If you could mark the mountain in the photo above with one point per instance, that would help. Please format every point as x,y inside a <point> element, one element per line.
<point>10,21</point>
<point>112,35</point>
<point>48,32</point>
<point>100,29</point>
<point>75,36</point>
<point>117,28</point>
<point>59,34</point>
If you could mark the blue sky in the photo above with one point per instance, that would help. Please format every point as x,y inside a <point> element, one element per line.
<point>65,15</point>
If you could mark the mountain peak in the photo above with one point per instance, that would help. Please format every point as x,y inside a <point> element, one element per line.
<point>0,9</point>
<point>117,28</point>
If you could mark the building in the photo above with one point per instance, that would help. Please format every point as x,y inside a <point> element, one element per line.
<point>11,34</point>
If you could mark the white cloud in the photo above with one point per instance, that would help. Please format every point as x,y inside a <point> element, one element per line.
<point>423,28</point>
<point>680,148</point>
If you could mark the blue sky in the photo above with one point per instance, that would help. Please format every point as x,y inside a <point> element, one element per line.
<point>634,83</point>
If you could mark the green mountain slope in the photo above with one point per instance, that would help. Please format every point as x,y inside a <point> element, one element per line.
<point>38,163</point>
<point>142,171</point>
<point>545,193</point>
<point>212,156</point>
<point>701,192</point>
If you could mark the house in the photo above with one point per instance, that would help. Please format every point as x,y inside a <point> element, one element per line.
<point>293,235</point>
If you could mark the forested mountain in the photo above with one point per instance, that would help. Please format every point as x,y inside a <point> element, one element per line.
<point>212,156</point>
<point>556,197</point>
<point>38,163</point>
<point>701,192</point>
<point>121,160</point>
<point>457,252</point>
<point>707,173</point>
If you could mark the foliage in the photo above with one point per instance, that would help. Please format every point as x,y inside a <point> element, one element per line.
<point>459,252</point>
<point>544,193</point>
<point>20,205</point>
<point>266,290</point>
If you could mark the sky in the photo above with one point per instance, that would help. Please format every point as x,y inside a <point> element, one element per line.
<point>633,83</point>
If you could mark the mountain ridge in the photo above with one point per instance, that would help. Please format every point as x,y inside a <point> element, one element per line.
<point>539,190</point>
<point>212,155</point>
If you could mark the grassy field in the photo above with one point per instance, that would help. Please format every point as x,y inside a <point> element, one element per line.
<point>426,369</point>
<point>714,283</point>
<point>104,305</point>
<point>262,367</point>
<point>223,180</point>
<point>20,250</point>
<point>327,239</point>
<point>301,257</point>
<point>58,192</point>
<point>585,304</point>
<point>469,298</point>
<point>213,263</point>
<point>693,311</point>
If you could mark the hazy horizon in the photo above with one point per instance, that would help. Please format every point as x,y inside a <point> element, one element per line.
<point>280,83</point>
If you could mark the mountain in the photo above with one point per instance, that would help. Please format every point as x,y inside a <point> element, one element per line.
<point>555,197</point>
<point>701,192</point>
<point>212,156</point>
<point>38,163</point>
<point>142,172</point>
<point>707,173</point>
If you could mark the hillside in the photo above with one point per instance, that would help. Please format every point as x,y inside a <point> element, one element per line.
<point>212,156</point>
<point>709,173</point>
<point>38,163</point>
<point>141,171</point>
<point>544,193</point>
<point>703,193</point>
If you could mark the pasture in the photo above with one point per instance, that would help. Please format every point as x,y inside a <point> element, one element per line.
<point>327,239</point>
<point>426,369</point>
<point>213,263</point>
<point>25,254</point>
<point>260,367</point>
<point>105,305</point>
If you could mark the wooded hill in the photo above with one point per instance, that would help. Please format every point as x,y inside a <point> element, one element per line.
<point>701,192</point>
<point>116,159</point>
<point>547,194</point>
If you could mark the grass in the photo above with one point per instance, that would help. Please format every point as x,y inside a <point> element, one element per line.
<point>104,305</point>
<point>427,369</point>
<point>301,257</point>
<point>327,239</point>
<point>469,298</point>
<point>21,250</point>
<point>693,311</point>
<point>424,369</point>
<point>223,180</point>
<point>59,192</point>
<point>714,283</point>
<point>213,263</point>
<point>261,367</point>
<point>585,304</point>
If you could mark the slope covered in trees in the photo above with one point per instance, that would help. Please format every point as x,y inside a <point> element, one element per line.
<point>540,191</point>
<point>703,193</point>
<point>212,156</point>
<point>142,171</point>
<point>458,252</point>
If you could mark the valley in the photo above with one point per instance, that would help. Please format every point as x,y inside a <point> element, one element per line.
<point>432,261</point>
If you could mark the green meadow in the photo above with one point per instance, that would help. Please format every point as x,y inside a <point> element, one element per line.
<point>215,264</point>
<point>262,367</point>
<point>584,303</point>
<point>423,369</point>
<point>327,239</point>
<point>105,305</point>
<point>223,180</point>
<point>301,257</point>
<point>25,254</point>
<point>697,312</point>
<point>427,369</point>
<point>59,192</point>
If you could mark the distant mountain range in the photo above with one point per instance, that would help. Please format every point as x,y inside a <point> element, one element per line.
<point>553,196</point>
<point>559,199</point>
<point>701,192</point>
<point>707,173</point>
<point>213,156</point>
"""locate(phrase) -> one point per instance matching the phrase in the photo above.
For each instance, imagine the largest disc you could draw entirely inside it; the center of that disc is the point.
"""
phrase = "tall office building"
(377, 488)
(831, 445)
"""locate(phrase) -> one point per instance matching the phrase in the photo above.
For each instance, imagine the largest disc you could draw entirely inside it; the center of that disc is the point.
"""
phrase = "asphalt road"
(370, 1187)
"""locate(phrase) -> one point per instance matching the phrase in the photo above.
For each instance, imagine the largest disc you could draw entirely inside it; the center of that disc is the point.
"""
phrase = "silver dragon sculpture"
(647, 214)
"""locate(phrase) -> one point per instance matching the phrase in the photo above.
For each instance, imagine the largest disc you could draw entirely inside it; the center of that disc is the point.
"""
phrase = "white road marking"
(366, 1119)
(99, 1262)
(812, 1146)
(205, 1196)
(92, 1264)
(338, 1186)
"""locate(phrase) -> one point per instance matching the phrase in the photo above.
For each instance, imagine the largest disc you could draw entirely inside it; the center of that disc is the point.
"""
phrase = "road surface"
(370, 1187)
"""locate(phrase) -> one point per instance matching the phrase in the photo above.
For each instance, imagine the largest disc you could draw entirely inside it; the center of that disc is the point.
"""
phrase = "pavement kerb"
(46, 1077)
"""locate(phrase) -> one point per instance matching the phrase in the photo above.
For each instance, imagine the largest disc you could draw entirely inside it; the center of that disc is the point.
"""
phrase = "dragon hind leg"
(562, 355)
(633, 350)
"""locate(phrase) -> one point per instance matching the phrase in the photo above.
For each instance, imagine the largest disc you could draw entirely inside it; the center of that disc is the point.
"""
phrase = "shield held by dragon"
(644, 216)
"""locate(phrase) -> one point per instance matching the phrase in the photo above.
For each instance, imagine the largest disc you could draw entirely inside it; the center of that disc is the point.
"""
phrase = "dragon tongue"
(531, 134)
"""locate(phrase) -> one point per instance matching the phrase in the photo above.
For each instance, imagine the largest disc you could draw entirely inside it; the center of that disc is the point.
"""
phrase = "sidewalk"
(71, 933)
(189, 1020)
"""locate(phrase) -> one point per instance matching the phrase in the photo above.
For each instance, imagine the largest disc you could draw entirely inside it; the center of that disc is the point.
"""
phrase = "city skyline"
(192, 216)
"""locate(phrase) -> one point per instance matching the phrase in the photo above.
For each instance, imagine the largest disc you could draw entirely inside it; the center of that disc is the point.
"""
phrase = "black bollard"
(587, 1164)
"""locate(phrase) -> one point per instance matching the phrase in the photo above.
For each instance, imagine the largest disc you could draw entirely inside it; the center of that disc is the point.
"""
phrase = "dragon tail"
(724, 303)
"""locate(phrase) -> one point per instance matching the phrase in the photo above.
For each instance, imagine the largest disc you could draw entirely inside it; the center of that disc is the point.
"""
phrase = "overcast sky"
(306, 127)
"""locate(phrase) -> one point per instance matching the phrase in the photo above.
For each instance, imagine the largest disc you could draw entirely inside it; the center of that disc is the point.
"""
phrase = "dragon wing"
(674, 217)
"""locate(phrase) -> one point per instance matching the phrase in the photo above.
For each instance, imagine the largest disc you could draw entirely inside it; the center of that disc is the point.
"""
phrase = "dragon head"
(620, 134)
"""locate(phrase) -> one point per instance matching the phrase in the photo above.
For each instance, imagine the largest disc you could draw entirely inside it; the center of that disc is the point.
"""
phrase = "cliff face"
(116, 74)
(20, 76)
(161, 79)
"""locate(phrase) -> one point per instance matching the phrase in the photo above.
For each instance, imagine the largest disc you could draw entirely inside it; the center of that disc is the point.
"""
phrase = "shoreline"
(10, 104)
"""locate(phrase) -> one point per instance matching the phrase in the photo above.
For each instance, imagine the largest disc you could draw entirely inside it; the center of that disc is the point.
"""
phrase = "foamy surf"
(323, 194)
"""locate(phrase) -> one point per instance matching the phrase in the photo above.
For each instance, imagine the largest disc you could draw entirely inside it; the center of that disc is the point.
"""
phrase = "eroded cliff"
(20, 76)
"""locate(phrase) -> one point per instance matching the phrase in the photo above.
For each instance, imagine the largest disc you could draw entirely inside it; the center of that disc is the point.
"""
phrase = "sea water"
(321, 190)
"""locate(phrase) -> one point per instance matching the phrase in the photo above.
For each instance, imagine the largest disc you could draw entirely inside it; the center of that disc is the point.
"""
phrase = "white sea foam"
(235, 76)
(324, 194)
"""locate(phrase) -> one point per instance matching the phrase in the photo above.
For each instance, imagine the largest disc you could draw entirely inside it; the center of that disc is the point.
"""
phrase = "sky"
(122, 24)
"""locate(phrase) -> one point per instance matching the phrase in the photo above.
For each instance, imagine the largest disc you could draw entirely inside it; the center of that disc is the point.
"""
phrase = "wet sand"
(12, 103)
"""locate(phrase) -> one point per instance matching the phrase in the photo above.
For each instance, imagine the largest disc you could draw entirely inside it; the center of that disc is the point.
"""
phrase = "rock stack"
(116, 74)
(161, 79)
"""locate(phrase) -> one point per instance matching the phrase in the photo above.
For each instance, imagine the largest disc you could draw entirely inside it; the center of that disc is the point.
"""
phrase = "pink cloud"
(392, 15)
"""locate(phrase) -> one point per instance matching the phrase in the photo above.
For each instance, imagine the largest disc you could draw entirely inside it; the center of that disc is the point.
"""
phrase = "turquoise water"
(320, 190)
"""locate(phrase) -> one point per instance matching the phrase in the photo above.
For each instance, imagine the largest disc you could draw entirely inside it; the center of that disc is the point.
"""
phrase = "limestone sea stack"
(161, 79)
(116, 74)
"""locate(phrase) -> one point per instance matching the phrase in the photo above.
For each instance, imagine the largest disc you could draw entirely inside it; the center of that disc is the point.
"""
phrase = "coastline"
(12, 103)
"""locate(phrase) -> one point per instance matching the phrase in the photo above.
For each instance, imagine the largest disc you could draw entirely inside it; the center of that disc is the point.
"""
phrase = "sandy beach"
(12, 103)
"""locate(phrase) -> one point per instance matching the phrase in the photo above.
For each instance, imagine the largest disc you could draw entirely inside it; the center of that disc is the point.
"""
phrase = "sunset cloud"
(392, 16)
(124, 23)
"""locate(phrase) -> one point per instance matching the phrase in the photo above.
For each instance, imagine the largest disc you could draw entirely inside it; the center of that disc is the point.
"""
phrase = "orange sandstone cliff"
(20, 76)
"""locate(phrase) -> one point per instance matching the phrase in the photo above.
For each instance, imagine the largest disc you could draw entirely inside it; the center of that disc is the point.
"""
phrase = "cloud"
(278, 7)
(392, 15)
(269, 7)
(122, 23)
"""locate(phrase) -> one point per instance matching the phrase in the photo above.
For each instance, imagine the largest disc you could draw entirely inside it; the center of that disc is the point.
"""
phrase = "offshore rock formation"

-- -- --

> _Set problem_: Starting at the beginning of the rows and ending at the line containing "<point>293,235</point>", reproduce those lines with "blue sky" swapped for "clear sky" and everything else left unchanged.

> _Problem solution_:
If you could mark the mountain in the photo above with one point per instance, that would help. Please format every point as x,y inside a <point> element, one element per line.
<point>10,21</point>
<point>112,35</point>
<point>48,32</point>
<point>100,29</point>
<point>75,36</point>
<point>117,28</point>
<point>59,34</point>
If you could mark the clear sky in the photo above with one point per instance, that would help. Please format every point as x,y inside a <point> element, one element per line.
<point>65,15</point>
If you could mark the mountain peak in the photo above with one point per instance, that would help. Please format every point as x,y inside a <point> element, one element per line.
<point>0,9</point>
<point>117,28</point>
If you could mark the building in the photo above with one point per instance, that would help. Please format every point as x,y inside a <point> element, one element per line.
<point>11,34</point>
If you could mark the white cloud in the photo above with one point per instance, that would help. Please format every point as x,y inside a <point> element, one element per line.
<point>423,28</point>
<point>680,148</point>
If you could mark the clear sky in the photo above with one point per instance, that would help. Please format every point as x,y inside a <point> element, one element per line.
<point>634,83</point>
If you could mark the green mountain slope in the photo above with one point per instance, that would help. Please format every point as x,y inside a <point> element, one element per line.
<point>38,163</point>
<point>142,171</point>
<point>545,193</point>
<point>212,156</point>
<point>701,192</point>
If you could mark the house in the photo above with one point per instance, that would help. Please format every point as x,y inside a <point> element, one element per line.
<point>293,235</point>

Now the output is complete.